> [Document text]
####

For his finger-pointing, Winograd travels back to 19th century New York City, where ASPCA founder Henry Bergh resisted pressure to catch and euthanize strays, instead focusing on cruelty prevention, particularly of horses. When Bergh died, the ASPCA went into the shelter business - and, by extension, Winograd contends, the death industry.
The reasons the imperative to euthanize is so entrenched in animal-sheltering today are varied, Winograd says: The belief that only young, attractive animals spur adoptions. The proliferation of laws aimed at punishing owners for their lapses rather than enlisting them in efforts to help solve the problem of homeless dogs and cats. And - as legislation multiplies for mandated spay-neuter - a disinclination to pursue low- and no-cost sterilization programs because of opposition from veterinary groups protecting their financial turf.
Winograd exposes the arguably twisted culture that has grown up around shelters and the multibillion-dollar humane groups that advocate for them: the idea that a "good" death is preferable to an imperfect life. In this vein, his deconstruction of the reservations against "TNR" (trap/neuter/release) is fascinating: While this approach has helped stop and manage the growth of feral cat colonies, Winograd points out the roadblocks set up by many humane organizations, from concerns about the humaneness of allowing cats to live in the "wild" (albeit with human caretakers providing for their food and medical attention) to campaigns to euthanize these untamed cats because they allegedly decimate bird populations (a fact Winograd deftly disputes, arguing that no cat is a match for a healthy bird, and that McMansion-fueled deforestation is a far bigger threat).
For the crown jewel of the no-kill movement, Winograd points to the San Francisco SPCA, which in the 1990s essentially halted the euthanasia of adoptable animals by savvy marketing and good management: cultivating foster homes, organizing adoption events, simply refusing to say yes to the "blue solution" - sodium pentathol - to make room.

####

> [Supplied information]
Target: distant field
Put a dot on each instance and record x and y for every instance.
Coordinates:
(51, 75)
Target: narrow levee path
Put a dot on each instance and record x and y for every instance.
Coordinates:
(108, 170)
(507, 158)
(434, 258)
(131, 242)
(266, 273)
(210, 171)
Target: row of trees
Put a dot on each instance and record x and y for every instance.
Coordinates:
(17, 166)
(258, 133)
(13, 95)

####

> [Exercise] Quote everything from "For his finger-pointing, Winograd" down to "their financial turf." in the text on animal shelters.

> [Exercise solution]
For his finger-pointing, Winograd travels back to 19th century New York City, where ASPCA founder Henry Bergh resisted pressure to catch and euthanize strays, instead focusing on cruelty prevention, particularly of horses. When Bergh died, the ASPCA went into the shelter business - and, by extension, Winograd contends, the death industry.
The reasons the imperative to euthanize is so entrenched in animal-sheltering today are varied, Winograd says: The belief that only young, attractive animals spur adoptions. The proliferation of laws aimed at punishing owners for their lapses rather than enlisting them in efforts to help solve the problem of homeless dogs and cats. And - as legislation multiplies for mandated spay-neuter - a disinclination to pursue low- and no-cost sterilization programs because of opposition from veterinary groups protecting their financial turf.